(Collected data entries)
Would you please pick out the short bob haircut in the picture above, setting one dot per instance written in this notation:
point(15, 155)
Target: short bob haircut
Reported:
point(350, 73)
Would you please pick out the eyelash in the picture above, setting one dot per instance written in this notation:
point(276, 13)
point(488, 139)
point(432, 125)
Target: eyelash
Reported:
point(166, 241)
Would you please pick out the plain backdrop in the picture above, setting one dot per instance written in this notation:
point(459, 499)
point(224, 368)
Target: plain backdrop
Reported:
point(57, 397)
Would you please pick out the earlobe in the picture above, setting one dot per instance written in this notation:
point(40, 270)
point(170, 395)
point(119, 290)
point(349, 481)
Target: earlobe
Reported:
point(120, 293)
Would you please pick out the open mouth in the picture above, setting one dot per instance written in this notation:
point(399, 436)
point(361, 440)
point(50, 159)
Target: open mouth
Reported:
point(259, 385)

* Problem requirements *
Return every line of the material above word for word, keeping the original order.

* Exercise solution *
Would you please pick out the short bob haircut in the picture above, setting one dot per instance written in this notation:
point(15, 155)
Target: short bob haircut
Reported:
point(350, 73)
Would you please pick out the eyelash in the picture above, setting one dot per instance written in this notation:
point(276, 13)
point(488, 139)
point(432, 125)
Target: eyelash
Reported:
point(166, 241)
Would you please pick out the plain backdrop in the picture above, setting one dot per instance written in this notation:
point(459, 499)
point(224, 368)
Target: plain backdrop
Reported:
point(57, 397)
Would you please pick out the earlobe in the picture above, setting one dot per instance written in this notation:
point(40, 270)
point(170, 395)
point(119, 290)
point(349, 481)
Target: earlobe
Reported:
point(120, 293)
Would you please pick out the open mouth in the picture above, setting one dot per instance written in this notation:
point(399, 436)
point(361, 440)
point(50, 159)
Target: open mouth
Reported:
point(259, 385)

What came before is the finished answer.